The records:
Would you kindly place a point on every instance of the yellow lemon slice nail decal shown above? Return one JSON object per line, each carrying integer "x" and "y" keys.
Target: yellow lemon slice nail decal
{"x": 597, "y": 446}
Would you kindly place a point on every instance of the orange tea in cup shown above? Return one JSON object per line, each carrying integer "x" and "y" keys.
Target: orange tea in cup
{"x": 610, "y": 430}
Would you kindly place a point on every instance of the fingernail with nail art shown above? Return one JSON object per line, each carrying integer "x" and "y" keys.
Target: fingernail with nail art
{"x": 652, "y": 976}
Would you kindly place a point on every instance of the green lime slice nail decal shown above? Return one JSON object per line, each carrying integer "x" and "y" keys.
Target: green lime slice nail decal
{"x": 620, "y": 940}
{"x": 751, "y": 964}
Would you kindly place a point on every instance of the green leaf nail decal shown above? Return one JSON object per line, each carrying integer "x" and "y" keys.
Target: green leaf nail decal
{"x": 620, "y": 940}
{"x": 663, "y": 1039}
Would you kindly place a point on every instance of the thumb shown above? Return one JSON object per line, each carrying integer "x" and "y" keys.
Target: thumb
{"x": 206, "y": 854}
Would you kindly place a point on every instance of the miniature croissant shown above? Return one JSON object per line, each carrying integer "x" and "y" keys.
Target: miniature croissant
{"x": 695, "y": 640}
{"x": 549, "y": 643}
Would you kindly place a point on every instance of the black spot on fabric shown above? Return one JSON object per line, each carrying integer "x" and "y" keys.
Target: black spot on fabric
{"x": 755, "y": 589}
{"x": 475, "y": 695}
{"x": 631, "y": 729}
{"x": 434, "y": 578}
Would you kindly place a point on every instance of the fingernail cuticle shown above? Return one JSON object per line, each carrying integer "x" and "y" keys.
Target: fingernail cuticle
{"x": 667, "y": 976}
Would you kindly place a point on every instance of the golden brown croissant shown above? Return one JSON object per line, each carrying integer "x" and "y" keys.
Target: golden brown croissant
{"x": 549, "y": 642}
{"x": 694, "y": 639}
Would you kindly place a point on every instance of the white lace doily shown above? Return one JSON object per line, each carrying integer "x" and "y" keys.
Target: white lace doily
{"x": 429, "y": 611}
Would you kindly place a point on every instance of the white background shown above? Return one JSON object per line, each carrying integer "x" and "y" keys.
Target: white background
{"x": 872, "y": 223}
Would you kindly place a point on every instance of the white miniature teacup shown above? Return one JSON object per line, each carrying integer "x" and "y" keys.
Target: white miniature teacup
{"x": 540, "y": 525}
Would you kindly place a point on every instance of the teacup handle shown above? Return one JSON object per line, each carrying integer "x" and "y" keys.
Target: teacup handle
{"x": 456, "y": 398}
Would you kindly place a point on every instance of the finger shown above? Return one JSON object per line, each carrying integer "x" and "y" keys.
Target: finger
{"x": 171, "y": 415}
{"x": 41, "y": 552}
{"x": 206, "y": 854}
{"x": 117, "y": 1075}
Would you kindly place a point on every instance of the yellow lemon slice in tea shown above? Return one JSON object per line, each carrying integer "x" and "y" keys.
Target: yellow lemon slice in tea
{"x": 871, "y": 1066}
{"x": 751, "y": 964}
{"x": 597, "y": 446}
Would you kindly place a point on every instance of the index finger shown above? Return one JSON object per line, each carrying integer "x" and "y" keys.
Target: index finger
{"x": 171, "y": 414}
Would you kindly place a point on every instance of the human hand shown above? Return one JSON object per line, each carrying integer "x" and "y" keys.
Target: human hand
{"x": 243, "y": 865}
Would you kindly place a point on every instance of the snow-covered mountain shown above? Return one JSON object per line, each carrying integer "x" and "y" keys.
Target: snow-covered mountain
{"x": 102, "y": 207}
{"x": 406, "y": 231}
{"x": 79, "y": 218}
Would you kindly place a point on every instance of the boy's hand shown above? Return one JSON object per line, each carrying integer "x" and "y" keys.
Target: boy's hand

Problem:
Copy the entries above exactly, leaving none out.

Exercise output:
Would you kindly place a point on every instance of the yellow lemon slice nail decal shown above? Return one JSON object per line, each carrying integer "x" and "y" keys.
Target: yellow lemon slice nail decal
{"x": 597, "y": 446}
Would you kindly place a point on every instance of the orange tea in cup shown above? Return one JSON object per line, each carrying integer "x" and "y" keys.
Target: orange tea in cup
{"x": 610, "y": 430}
Would you kindly place a point on every instance of the fingernail with nail art shown above? Return one JSON object per line, each carrying integer "x" and "y" keys.
Target: fingernail with nail art
{"x": 652, "y": 976}
Would you kindly place a point on every instance of the green lime slice nail decal shown above? Return one JSON object per line, each carrying integer "x" and "y" keys.
Target: green lime slice nail decal
{"x": 620, "y": 940}
{"x": 751, "y": 964}
Would you kindly place a point on every instance of the green leaf nail decal shown above? Return one JSON object per line, each carrying integer "x" and "y" keys.
Target: green leaf nail decal
{"x": 620, "y": 940}
{"x": 663, "y": 1039}
Would you kindly place a point on every instance of the thumb shown above? Return one JSON object per line, each carrying integer "x" and "y" keys.
Target: thumb
{"x": 206, "y": 854}
Would you kindly place a point on every instance of the miniature croissant shown above? Return one JSON object per line, each carrying integer "x" and "y" keys.
Target: miniature croissant
{"x": 695, "y": 640}
{"x": 549, "y": 643}
Would you kindly place a point on every instance of the black spot on fabric shown above? Return one JSON object per line, each carrying integer "x" and "y" keys.
Target: black spot on fabric
{"x": 755, "y": 589}
{"x": 475, "y": 695}
{"x": 631, "y": 729}
{"x": 434, "y": 578}
Would you kindly place a point on every instance of the fingernail cuticle shown above? Return one JSON object per line, each carrying integer "x" and "y" keys.
Target: fingernail cuticle
{"x": 667, "y": 976}
Would you kindly place a point on every instance of the golden brown croissant shown above? Return one JSON object per line, each carrying integer "x" and "y" keys.
Target: golden brown croissant
{"x": 549, "y": 642}
{"x": 694, "y": 639}
Would you kindly place a point on every instance of the white lace doily shown above? Return one JSON object per line, each carrying integer "x" and "y" keys.
Target: white lace doily
{"x": 429, "y": 611}
Would you kindly place a point on every instance of the white background shown above? Return one JSON object per line, each carrying integer "x" and "y" keys.
Target: white background
{"x": 872, "y": 223}
Would you kindly place a point on every instance of the white miniature teacup shown above? Return one JSON object per line, each carrying integer "x" and "y" keys.
Target: white miniature teacup
{"x": 540, "y": 525}
Would you kindly place a point on every instance of the teacup handle shown above? Return one JSON object per line, each carrying integer "x" and "y" keys.
Target: teacup handle
{"x": 456, "y": 398}
Would you kindly place a point on every instance of the finger shown above? Return one JSON object per line, each carrying integer "x" and "y" keys.
Target: finger
{"x": 171, "y": 415}
{"x": 41, "y": 552}
{"x": 206, "y": 854}
{"x": 117, "y": 1075}
Would you kindly place a point on every instance of the yellow lemon slice in tea shown above? Return one JSON object per line, each carrying integer "x" and "y" keys.
Target: yellow lemon slice in tea
{"x": 871, "y": 1066}
{"x": 751, "y": 964}
{"x": 597, "y": 446}
Would you kindly place a point on every instance of the index finger shown above? Return one JSON object per line, each carrying integer "x" and "y" keys.
Target: index finger
{"x": 171, "y": 414}
Would you kindly place a point on every instance of the human hand shown above? Return one JSON object per line, each carrying integer "x" and "y" keys.
Target: human hand
{"x": 243, "y": 865}
Would you kindly place a point on every instance of the snow-covered mountain shown above? Return one JSON object per line, each carrying integer "x" and "y" keys.
Target: snow-covered mountain
{"x": 102, "y": 207}
{"x": 406, "y": 231}
{"x": 79, "y": 218}
Would you kindly place a point on every instance of the boy's hand shown above? Return one JSON object per line, each carrying integer "x" and "y" keys.
Target: boy's hand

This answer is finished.